- _SELECTED EXCERPT_:
BEGIN
Jon Henley, The Guardian; ‘La tapisserie, c’est moi’: Macron accused of putting politics first in Bayeux tapestry loan
[Kip Currier: One can understand, on the one hand, wanting to promote more occasional public access to singular artifacts, like the Bayeux Tapestry. However, the risks in transporting the tapestry from France to the U.K. would seem to far outweigh the benefits of moving this priceless historical and cultural information object. Especially when one reads the assessments of the risks by world class experts.
France 24 reports that a French official asserts that the Bayeux Tapestry is "not too fragile to loan to UK", but offered no verifiable evidence of his claims:
Philippe Belaval, appointed by Macron as his envoy for the loan, said no decision had yet been taken on how to transport the tapestry.
But he said a study dating from early 2025 had made detailed recommendations about handling and transport.
"This study absolutely does not state that this tapestry is untransportable," Belaval said, without revealing the authors of the study or their conclusions."
Situations like this, as well as the current U.S. Centers for Disease Control (CDC) crisis in which multiple vaccine experts are resigning and speaking out against RFK Jr's scientifically unsupported vaccine policies, remind me of Tom Nichol's 2017 book The Death of Expertise: The Campaign Against Established Knowledge and Why It Matters.]
[Excerpt]
"“I’m not against the loan of cultural artefacts and I have always liked the UK,” said Didier Rykner, the editorial director of La Tribune de l’Art, an art news website, whose month-old petition against the loan has been signed by nearly 62,000 people.
END
- _TASKS AND EXERCISES_:
A. Reproduce word for word the passage on the Bayeux Tapestry loan, starting at "France 24 reports" and ending at "transport the tapestry.".
B. Carry the piece on the Bayeux Tapestry loan forward from its last sentence.

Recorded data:
BEGIN
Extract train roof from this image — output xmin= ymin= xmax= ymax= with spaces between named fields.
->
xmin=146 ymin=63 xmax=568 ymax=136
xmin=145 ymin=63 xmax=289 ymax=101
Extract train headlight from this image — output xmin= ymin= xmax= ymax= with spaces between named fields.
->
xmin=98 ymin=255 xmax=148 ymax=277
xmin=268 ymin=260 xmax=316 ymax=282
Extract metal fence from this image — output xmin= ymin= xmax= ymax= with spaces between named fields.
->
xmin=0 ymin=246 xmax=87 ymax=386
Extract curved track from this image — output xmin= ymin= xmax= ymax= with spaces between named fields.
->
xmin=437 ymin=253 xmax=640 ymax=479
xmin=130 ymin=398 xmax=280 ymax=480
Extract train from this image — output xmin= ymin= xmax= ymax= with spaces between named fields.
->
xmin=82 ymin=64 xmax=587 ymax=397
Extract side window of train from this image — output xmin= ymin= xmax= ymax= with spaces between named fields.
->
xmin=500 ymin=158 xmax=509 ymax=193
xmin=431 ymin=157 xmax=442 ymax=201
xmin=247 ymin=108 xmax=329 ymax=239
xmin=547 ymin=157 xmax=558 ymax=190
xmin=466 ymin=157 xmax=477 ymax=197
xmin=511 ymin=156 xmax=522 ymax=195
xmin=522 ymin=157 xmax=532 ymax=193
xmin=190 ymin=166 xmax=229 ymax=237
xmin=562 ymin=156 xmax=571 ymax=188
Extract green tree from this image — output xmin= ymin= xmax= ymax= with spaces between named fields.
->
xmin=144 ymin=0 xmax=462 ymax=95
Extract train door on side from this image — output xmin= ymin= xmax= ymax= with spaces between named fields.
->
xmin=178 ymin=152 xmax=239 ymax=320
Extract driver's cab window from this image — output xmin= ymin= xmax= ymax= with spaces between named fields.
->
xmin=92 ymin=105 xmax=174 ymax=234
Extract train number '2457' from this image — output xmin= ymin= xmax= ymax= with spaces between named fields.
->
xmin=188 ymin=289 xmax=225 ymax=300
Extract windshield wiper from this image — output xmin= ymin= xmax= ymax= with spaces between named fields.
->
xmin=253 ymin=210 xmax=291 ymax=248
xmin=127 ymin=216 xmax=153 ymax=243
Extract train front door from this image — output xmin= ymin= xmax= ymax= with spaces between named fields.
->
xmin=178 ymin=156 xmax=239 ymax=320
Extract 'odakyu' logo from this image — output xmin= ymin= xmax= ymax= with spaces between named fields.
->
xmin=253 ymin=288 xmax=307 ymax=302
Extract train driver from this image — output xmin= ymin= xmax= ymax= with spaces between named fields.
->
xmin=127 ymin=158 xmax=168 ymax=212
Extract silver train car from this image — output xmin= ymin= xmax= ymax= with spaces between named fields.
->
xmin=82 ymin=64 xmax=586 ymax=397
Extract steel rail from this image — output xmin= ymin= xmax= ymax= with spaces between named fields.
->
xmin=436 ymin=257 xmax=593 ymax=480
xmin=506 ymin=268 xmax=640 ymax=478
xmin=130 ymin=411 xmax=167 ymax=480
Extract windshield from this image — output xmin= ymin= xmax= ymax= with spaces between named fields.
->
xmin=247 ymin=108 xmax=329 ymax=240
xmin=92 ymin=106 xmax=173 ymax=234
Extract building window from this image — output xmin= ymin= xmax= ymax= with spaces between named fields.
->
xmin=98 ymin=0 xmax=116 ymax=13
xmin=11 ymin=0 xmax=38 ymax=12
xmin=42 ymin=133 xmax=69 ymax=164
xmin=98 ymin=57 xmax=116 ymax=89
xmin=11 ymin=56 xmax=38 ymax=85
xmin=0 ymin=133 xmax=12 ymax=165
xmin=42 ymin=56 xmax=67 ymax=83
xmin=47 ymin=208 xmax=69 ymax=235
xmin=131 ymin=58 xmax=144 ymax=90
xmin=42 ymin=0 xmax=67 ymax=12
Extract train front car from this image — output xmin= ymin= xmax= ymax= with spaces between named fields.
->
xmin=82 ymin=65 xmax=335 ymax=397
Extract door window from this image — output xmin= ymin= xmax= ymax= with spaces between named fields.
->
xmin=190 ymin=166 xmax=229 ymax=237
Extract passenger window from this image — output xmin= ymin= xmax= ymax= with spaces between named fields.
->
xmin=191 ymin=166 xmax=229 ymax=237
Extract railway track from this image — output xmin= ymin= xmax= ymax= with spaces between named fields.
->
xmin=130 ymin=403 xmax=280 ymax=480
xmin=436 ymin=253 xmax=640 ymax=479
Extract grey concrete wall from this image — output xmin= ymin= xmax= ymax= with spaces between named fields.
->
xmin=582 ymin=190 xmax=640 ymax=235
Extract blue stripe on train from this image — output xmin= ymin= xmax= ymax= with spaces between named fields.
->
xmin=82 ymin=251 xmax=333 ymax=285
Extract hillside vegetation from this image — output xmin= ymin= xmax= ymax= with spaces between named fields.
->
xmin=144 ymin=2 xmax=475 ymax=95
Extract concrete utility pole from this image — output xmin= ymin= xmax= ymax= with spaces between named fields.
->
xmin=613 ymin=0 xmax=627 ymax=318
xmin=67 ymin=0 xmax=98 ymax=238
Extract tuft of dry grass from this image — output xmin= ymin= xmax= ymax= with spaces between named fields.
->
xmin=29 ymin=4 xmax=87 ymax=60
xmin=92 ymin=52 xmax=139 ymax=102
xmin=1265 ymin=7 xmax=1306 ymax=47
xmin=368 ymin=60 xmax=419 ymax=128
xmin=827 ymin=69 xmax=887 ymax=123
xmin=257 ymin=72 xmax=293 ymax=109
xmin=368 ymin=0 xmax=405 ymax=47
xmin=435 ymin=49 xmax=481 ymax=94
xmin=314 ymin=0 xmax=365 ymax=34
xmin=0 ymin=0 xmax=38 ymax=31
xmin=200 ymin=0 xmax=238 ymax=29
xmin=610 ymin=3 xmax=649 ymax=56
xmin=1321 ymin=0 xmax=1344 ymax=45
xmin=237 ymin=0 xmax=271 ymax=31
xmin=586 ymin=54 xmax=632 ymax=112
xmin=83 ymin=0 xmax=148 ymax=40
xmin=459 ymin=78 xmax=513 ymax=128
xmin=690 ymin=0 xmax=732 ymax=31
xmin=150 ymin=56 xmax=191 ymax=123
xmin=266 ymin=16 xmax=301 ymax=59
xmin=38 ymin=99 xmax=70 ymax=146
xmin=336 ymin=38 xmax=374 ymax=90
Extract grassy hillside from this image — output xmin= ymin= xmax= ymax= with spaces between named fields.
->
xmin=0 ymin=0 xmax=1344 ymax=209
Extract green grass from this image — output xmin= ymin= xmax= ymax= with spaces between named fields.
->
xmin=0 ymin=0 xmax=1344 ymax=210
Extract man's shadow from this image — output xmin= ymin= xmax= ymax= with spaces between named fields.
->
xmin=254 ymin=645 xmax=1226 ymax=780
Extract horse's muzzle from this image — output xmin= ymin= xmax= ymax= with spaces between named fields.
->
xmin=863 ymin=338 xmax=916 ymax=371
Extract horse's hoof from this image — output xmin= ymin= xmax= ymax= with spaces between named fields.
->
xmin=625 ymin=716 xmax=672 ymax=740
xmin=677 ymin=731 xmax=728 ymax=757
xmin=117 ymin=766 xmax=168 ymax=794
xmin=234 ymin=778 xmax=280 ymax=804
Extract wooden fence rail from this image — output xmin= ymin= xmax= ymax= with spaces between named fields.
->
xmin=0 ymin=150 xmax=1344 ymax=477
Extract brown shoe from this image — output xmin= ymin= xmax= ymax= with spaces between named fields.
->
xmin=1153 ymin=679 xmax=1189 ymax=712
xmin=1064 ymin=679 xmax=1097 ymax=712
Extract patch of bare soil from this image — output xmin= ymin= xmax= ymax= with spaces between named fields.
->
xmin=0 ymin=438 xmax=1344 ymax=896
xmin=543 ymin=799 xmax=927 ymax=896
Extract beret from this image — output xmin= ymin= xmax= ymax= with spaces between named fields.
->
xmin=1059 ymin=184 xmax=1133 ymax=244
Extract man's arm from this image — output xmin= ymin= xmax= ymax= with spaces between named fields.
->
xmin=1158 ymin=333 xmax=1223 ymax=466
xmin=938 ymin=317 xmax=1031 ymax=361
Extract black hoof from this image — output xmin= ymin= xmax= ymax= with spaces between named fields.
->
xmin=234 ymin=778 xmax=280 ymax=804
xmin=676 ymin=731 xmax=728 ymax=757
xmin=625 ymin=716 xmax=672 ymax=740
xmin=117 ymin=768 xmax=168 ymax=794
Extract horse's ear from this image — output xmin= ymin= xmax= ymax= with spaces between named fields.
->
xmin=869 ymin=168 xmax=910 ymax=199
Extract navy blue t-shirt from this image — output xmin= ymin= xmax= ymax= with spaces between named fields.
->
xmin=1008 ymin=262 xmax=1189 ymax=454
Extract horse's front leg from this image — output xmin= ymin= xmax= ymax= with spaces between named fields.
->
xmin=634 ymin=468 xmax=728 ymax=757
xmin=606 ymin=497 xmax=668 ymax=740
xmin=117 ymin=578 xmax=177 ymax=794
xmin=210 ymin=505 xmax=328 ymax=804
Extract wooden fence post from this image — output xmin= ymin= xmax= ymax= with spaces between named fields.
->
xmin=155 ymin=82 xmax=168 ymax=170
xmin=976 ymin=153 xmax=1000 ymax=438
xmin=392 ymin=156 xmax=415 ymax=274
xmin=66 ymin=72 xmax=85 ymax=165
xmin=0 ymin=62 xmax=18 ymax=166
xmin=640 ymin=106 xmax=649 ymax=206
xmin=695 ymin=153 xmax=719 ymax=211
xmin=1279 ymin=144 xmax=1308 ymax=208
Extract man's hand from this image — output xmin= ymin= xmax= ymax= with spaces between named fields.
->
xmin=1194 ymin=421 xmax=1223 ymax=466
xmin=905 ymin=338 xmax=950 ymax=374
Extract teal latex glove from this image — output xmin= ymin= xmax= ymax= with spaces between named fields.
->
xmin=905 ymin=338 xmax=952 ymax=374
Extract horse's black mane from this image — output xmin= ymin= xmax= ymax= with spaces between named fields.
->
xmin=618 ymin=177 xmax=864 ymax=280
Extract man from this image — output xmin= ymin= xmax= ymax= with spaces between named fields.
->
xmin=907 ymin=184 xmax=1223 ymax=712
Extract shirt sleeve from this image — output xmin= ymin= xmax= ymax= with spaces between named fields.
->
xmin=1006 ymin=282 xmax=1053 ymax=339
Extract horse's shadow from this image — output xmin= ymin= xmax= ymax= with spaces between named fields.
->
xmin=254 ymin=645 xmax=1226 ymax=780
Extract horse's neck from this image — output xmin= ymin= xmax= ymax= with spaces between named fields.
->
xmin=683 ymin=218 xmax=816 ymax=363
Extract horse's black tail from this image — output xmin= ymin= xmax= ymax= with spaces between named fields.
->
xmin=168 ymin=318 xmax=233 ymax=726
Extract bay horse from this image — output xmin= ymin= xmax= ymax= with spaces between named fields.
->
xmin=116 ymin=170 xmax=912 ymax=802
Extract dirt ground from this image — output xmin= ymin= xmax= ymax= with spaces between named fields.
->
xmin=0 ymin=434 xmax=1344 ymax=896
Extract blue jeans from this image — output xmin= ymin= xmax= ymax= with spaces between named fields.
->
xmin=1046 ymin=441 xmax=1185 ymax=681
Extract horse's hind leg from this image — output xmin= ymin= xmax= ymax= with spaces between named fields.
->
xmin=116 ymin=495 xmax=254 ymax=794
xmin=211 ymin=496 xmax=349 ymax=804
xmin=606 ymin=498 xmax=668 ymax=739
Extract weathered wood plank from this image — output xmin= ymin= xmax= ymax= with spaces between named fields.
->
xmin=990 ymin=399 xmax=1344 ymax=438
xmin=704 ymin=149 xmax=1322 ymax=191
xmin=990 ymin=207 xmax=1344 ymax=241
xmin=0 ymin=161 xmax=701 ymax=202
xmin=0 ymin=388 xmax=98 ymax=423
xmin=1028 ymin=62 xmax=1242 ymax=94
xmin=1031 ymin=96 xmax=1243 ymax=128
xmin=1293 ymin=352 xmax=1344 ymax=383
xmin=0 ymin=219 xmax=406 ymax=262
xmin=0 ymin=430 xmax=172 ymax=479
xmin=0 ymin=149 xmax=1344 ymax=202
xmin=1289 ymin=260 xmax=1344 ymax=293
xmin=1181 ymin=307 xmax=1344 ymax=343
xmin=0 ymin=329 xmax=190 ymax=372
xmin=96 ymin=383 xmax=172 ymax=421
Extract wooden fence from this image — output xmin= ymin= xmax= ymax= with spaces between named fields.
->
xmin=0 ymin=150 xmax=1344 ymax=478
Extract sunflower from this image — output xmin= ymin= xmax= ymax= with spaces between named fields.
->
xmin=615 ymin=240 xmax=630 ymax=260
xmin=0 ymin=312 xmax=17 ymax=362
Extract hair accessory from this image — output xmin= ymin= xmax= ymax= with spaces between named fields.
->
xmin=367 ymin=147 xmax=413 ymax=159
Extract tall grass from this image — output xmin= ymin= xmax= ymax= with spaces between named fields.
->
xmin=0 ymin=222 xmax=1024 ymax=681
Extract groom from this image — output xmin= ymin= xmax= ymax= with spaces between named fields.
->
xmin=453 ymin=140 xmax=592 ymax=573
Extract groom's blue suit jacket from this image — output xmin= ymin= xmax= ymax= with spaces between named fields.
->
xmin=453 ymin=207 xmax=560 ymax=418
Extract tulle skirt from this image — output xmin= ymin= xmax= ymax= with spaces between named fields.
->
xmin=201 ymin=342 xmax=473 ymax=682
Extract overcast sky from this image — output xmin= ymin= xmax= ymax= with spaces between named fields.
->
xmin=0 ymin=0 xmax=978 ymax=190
END
- _RESPONSES BY ITEM NUMBER_:
A.
France 24 reports that a French official asserts that the Bayeux Tapestry is "not too fragile to loan to UK", but offered no verifiable evidence of his claims:
Philippe Belaval, appointed by Macron as his envoy for the loan, said no decision had yet been taken on how to transport the tapestry.

B.
“But this is a purely political decision. Here is an extraordinary work of art, a wholly unique historical document, an artefact without equivalent anywhere – and which expert opinion agrees, overwhelmingly, cannot travel. It’s not complicated.”...
Some of the most damning arguments against the plan have come from curators and restorers who have worked or are working on the tapestry, five of whom have told Rykner – on condition of anonymity – of their disbelief and concern.
Precisely because the tapestry was considered too fragile to move far, complex plans were already under way to remove it from display and store it during the museum’s rebuilding work, with a full restoration to follow once it was returned.
“We fell off our chairs when we heard,” said one conservator. “It’s the opposite of all we had prepared for.”
Any movement at all of the canvas, in a state of “absolute fragility”, was “fraught with risk, an incredibly delicate operation”, said another."